■ GIVEN REQUEST ■
From the material below, keep only the lines that contain the string "woman" and copy them out. Case matters, so uppercase and lowercase letters count as different.

■ SUPPLIED INFORMATION ■
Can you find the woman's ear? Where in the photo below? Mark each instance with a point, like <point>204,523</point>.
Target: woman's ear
--
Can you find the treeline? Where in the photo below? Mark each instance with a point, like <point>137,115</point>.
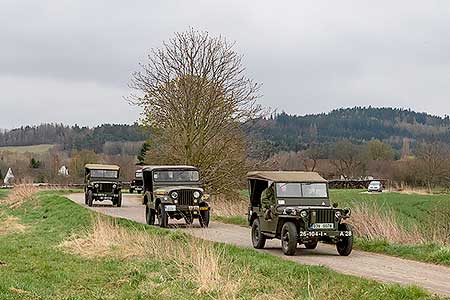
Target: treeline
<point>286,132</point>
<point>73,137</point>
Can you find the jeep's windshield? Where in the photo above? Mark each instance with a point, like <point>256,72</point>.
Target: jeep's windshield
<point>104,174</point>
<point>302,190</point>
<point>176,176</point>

■ SOLUTION ■
Can you find the woman's ear? Where in the photo below? Mark each instance with a point, like <point>204,523</point>.
Target: woman's ear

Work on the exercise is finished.